[Records contained in a dataset]
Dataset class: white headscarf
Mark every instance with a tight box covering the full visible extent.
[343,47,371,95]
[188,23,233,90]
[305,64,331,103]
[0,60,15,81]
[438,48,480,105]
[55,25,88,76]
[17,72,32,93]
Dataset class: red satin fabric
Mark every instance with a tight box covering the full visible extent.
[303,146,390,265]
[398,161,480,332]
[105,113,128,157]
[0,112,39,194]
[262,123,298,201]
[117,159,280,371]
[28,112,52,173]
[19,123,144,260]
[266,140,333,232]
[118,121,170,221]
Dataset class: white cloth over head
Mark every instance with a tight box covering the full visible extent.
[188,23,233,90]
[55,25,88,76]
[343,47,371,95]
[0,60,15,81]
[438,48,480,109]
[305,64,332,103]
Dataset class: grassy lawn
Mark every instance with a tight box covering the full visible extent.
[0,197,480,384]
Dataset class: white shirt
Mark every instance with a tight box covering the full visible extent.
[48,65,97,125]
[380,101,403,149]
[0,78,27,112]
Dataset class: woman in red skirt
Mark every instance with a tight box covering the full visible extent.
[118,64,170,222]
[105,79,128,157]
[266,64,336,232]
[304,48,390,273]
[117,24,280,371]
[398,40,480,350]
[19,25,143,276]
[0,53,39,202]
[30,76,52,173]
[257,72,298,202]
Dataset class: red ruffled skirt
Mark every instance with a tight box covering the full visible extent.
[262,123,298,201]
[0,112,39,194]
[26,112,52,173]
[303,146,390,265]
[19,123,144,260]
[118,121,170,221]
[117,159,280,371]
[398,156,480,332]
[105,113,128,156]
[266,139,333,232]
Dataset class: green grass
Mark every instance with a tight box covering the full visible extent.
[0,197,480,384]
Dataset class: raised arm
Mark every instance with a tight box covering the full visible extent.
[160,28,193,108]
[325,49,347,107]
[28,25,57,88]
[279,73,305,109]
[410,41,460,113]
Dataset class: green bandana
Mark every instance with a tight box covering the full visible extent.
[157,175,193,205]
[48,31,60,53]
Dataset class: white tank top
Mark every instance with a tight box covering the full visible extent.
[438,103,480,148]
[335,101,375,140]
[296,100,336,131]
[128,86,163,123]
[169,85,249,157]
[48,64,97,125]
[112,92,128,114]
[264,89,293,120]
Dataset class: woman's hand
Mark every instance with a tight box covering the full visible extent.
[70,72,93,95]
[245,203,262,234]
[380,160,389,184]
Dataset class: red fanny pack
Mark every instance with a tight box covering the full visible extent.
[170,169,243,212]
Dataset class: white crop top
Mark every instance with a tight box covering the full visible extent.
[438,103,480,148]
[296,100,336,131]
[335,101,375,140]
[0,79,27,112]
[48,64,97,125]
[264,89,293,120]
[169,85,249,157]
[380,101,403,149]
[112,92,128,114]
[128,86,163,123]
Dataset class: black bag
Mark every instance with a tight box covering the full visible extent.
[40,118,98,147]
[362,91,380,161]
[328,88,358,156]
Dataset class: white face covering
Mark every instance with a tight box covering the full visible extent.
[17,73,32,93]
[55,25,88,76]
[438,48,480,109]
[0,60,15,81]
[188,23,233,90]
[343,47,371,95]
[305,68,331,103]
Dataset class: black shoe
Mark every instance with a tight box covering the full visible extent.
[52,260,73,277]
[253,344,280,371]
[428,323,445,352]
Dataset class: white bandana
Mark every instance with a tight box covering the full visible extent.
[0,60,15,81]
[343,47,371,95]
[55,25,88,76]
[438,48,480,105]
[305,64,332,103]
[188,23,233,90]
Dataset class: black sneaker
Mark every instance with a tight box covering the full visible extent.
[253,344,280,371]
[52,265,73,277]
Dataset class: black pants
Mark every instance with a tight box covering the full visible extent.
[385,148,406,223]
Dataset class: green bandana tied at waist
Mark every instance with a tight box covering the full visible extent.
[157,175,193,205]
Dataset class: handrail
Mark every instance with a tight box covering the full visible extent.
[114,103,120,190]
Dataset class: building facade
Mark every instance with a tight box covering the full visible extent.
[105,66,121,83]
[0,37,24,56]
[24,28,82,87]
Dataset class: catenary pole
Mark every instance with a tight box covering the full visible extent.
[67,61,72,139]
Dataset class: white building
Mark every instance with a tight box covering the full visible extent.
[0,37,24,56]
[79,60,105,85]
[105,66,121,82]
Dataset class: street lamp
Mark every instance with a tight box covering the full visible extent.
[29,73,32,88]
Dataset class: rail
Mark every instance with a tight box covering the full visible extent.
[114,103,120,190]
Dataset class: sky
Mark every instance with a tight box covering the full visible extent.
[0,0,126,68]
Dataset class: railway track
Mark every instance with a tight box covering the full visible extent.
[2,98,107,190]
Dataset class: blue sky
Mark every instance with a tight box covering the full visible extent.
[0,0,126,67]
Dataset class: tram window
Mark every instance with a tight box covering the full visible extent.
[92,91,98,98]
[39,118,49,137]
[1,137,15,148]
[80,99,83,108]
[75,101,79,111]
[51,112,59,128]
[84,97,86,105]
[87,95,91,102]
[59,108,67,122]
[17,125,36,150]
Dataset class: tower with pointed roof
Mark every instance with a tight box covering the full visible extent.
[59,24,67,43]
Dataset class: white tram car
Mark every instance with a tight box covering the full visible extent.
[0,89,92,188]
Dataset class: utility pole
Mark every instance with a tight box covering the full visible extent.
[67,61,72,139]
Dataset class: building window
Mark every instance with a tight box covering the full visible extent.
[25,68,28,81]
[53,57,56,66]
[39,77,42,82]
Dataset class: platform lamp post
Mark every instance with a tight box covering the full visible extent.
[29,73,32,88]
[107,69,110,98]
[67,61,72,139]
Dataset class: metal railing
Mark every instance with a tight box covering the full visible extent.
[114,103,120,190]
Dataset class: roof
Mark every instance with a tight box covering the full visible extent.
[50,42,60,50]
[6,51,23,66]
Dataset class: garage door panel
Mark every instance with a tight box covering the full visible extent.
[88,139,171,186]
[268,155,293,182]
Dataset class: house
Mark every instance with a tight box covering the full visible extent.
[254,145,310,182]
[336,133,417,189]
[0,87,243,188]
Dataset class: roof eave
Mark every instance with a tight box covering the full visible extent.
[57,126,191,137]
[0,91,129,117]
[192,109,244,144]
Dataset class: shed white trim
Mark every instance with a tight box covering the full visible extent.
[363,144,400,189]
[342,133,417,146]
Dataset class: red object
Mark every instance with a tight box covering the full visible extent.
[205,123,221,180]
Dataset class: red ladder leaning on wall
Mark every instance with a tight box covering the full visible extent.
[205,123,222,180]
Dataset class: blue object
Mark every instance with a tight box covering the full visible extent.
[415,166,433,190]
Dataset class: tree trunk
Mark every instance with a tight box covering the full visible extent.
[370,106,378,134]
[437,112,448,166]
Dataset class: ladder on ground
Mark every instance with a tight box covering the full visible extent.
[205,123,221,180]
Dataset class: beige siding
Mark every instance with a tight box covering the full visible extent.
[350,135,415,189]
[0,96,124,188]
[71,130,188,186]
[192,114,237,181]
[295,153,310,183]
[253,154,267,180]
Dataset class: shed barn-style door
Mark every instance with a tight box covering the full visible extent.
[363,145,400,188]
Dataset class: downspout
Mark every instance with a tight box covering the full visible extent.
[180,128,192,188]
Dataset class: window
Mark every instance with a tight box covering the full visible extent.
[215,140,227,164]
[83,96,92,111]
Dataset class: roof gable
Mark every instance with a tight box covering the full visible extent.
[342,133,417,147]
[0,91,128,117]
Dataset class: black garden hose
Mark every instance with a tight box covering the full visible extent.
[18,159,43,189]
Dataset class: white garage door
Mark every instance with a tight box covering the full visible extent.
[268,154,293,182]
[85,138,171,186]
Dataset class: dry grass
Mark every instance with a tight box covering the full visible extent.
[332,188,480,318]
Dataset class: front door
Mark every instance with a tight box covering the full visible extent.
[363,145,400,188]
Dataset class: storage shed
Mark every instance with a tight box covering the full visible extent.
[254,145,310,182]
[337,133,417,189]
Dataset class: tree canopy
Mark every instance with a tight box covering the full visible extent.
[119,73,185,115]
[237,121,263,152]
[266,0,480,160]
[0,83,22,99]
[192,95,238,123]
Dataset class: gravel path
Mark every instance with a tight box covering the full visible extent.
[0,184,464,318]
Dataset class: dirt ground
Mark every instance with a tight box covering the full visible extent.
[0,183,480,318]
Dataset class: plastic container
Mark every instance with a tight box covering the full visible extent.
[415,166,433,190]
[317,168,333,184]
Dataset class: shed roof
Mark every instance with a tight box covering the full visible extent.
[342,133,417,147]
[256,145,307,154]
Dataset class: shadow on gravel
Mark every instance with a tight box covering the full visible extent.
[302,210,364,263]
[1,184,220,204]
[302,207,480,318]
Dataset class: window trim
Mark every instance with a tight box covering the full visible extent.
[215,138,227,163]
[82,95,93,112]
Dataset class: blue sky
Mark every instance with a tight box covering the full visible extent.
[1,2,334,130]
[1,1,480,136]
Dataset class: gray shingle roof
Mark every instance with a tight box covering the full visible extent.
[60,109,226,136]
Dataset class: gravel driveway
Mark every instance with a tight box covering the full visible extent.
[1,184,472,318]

* * *

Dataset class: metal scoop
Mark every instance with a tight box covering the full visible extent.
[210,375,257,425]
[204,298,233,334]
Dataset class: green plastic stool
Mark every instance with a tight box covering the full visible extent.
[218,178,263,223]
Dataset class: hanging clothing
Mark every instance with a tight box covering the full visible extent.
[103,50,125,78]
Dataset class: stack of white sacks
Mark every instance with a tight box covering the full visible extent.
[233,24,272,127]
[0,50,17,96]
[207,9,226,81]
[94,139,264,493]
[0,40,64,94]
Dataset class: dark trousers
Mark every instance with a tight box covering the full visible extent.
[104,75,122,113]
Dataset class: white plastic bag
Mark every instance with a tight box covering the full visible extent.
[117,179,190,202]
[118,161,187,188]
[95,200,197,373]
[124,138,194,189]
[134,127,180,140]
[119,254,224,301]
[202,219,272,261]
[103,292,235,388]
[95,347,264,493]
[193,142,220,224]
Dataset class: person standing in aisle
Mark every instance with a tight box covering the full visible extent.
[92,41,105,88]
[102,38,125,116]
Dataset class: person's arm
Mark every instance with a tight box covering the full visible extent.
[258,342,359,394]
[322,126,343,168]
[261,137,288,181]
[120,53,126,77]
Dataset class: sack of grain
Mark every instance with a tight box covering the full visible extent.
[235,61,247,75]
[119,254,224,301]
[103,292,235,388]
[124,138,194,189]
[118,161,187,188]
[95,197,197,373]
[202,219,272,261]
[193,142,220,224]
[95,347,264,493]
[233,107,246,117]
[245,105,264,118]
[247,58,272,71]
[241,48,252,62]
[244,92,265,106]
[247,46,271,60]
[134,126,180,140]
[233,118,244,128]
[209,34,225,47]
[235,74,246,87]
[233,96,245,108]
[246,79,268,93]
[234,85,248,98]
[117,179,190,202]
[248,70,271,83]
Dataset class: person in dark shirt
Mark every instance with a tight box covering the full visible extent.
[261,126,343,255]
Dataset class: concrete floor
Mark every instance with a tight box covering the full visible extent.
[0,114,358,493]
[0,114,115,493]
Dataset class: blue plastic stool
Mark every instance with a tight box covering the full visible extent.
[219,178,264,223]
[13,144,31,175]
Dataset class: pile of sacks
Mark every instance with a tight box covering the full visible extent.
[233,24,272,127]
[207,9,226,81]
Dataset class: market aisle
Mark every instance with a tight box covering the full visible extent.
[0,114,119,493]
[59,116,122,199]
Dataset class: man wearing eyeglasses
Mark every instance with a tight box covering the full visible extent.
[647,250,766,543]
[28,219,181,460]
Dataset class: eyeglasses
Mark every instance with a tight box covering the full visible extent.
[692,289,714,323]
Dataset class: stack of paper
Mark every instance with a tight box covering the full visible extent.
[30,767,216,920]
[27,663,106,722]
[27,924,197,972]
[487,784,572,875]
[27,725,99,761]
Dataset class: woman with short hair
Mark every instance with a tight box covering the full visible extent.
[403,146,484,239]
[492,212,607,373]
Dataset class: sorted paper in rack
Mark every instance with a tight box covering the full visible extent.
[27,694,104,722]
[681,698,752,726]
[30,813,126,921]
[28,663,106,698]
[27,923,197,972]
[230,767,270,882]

...

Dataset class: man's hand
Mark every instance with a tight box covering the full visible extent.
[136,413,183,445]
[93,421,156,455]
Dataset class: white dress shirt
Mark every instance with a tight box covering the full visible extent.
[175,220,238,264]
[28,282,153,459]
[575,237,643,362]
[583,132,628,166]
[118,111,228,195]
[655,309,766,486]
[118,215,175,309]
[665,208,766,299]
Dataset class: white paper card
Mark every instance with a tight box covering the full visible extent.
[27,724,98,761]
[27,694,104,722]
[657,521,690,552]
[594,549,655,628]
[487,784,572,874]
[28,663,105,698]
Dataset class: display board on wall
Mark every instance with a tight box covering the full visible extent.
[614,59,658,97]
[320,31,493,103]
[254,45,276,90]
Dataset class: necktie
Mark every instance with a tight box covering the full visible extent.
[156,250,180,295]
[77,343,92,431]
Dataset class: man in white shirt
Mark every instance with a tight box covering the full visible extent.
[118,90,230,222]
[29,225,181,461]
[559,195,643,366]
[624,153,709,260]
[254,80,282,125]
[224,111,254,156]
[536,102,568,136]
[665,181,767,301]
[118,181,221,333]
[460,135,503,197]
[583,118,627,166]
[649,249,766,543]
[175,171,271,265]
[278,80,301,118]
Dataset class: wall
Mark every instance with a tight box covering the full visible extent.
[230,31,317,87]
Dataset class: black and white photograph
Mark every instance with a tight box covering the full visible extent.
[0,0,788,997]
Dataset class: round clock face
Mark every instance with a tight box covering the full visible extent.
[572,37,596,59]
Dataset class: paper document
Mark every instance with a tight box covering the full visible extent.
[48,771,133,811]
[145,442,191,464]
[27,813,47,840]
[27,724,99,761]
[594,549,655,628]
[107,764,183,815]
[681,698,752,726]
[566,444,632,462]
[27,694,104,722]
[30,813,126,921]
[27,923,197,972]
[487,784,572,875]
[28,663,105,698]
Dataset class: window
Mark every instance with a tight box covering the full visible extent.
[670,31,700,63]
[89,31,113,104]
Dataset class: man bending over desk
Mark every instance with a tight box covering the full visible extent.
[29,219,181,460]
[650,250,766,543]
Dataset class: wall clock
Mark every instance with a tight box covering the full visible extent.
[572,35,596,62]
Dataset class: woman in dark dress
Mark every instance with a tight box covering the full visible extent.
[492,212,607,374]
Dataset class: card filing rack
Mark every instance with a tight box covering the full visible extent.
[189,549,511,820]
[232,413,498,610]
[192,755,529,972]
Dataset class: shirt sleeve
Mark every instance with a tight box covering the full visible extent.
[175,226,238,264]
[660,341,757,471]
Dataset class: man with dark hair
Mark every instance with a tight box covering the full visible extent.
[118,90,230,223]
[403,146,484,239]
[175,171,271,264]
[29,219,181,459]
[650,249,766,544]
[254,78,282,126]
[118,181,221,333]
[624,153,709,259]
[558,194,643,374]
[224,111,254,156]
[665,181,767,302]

WHAT TO DO: Rewrite everything from the line containing "Dataset class: white headscarf" down to the line containing "[17,72,32,93]", keeping the text lines unchanged and shifting every bounding-box coordinate by adding 11.

RESULT:
Dataset class: white headscarf
Mark every instance with a tight box covering the full visible extent.
[354,58,382,106]
[199,34,244,101]
[316,75,342,114]
[11,71,26,92]
[449,59,491,116]
[66,36,99,87]
[28,83,43,104]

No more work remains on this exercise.